=== EXERCISE MATERIAL ===
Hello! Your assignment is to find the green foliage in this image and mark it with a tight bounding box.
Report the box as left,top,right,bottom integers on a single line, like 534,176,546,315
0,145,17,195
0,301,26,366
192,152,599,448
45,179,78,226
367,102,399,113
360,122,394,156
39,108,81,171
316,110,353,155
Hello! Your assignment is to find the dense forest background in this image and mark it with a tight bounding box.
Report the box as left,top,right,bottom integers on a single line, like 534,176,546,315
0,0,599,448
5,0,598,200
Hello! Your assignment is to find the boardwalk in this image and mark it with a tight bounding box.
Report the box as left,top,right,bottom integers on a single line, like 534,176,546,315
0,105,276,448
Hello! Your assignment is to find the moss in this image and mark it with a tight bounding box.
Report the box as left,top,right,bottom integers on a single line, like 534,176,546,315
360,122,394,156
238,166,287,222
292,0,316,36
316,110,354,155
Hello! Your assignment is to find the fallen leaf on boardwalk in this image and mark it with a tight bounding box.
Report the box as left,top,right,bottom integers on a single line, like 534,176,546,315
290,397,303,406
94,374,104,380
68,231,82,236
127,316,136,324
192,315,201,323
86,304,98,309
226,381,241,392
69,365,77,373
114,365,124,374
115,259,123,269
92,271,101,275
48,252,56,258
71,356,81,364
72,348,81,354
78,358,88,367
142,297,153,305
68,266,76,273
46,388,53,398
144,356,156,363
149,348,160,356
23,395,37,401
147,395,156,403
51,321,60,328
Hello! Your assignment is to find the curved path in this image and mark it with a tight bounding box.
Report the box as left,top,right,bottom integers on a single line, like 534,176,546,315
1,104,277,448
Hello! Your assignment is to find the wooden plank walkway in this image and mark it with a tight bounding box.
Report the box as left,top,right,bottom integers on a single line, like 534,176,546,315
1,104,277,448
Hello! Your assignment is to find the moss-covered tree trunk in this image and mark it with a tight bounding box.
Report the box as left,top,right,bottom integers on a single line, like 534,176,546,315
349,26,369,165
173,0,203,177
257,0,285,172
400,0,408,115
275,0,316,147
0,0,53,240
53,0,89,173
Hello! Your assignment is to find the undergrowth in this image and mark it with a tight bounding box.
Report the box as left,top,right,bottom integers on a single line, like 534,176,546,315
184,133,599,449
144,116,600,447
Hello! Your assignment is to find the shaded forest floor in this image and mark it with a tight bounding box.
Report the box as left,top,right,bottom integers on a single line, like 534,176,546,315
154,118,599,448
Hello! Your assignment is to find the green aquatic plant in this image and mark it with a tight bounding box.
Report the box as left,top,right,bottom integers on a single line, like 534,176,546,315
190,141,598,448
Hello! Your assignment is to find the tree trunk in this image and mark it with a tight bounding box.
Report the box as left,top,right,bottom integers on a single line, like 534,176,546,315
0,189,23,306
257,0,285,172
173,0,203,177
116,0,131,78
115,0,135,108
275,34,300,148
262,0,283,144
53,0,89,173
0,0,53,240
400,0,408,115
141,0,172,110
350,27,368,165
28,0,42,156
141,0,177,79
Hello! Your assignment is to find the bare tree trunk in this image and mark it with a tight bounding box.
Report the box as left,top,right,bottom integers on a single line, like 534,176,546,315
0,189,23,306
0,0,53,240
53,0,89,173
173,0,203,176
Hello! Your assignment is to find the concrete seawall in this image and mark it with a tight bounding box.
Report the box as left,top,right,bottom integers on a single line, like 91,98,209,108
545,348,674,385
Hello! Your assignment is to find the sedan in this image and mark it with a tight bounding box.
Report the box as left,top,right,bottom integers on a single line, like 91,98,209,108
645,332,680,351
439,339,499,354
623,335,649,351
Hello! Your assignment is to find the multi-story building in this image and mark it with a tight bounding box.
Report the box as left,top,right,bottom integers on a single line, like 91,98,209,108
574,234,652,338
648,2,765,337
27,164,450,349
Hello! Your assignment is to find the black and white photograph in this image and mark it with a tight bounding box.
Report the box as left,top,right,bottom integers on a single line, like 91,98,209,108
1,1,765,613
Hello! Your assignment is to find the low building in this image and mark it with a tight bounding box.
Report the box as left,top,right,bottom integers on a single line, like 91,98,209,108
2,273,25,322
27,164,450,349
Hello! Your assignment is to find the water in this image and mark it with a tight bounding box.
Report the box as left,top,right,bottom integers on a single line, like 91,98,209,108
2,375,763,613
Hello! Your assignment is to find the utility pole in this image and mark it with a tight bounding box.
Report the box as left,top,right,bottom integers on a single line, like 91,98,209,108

=== TASK REQUIREMENTS ===
Scan the material above for lines that contain the string "tree", and copy each such line.

=== OUTPUT FOR THIS EXERCISE ===
Hello! Your assignment is to find the moss-covered tree trunk in this image and mark it with a tight bounding box.
Hello! Your assignment is to find the tree trunk in this image and mark it with a tight bounding box.
Hello! Your assignment is to find the bare tree trunk in this image and mark it with a tight bounding box.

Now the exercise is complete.